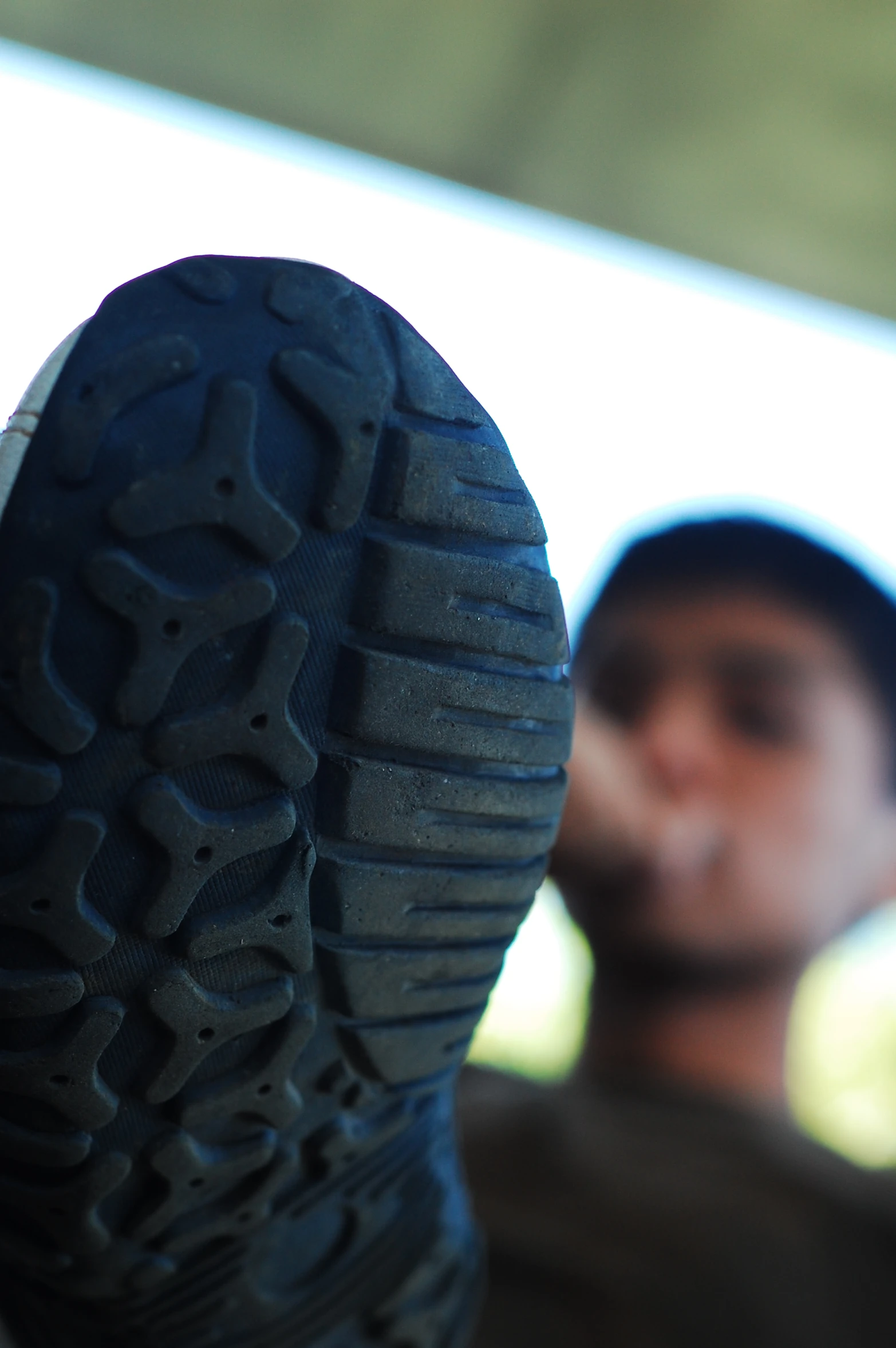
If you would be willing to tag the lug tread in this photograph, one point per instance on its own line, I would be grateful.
****************************************
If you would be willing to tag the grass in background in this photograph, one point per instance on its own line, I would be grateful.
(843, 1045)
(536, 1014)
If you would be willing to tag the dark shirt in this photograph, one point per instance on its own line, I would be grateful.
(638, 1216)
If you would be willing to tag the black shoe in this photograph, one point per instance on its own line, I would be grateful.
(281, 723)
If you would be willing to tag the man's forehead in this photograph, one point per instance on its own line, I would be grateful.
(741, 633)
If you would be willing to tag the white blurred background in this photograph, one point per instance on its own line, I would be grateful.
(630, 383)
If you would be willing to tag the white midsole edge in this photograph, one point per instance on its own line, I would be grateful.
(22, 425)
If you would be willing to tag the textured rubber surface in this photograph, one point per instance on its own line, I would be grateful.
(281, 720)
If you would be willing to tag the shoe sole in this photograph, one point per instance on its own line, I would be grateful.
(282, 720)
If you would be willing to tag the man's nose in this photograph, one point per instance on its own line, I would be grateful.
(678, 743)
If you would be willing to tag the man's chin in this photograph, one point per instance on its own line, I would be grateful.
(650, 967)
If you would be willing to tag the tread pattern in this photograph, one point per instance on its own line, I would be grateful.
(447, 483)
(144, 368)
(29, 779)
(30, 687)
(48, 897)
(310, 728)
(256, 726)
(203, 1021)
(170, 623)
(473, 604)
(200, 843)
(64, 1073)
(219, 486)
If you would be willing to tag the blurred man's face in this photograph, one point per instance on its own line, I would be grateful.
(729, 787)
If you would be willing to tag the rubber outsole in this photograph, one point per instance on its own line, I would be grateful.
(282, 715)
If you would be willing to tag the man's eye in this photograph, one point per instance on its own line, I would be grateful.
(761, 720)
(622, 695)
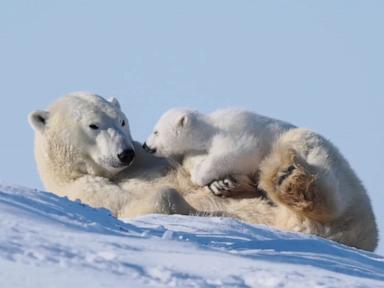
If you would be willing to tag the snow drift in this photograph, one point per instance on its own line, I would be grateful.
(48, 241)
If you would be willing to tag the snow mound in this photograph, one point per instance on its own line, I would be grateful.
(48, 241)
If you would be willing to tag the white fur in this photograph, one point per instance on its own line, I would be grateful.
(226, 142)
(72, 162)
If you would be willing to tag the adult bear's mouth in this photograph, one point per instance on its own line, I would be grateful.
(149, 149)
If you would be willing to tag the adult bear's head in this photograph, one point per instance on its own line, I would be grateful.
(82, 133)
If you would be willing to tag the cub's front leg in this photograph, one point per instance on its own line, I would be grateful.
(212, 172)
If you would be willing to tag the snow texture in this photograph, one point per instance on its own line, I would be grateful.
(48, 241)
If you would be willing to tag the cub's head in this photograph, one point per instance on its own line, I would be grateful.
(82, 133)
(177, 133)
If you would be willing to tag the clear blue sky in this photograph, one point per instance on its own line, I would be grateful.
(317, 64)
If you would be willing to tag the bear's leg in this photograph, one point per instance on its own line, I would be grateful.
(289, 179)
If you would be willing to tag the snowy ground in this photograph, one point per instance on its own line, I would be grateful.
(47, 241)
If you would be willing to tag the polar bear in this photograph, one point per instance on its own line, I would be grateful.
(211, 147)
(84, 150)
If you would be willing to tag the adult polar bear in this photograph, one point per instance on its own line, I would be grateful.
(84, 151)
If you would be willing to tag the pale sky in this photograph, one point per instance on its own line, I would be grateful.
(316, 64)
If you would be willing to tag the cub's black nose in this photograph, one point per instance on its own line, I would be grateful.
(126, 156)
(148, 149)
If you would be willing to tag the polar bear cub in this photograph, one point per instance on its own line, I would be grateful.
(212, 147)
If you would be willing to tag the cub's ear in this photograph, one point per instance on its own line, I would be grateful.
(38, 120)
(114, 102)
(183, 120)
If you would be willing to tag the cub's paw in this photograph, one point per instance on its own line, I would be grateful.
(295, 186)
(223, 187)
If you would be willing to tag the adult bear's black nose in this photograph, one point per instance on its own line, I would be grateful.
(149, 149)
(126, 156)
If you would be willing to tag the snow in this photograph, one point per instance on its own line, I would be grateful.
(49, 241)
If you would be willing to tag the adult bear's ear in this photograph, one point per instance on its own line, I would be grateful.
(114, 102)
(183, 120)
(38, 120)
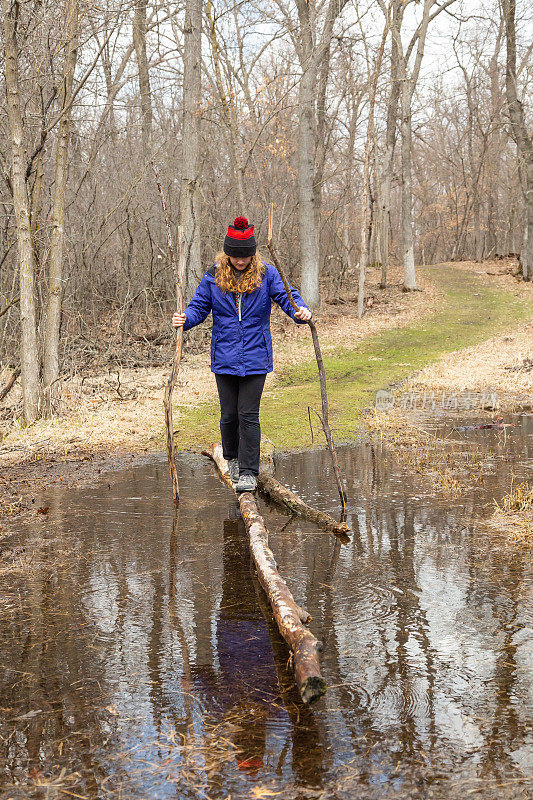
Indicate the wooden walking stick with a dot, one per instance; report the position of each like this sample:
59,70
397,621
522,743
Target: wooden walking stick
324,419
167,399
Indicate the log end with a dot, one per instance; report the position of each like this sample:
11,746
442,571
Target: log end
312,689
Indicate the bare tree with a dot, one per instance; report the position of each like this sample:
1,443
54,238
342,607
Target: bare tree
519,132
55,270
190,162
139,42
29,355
****************************************
* Task objective:
Scan the data above. Return every line with "report" in it.

* Answer to the problem:
Indicate the wooden walking stick with a dot, one per instance; report the position of each like this sample:
Indicate the log end with a dot, one per instance; report the position of each like this sample:
Indicate the bare tree with a dot, one per instance; report the position of each like this sample:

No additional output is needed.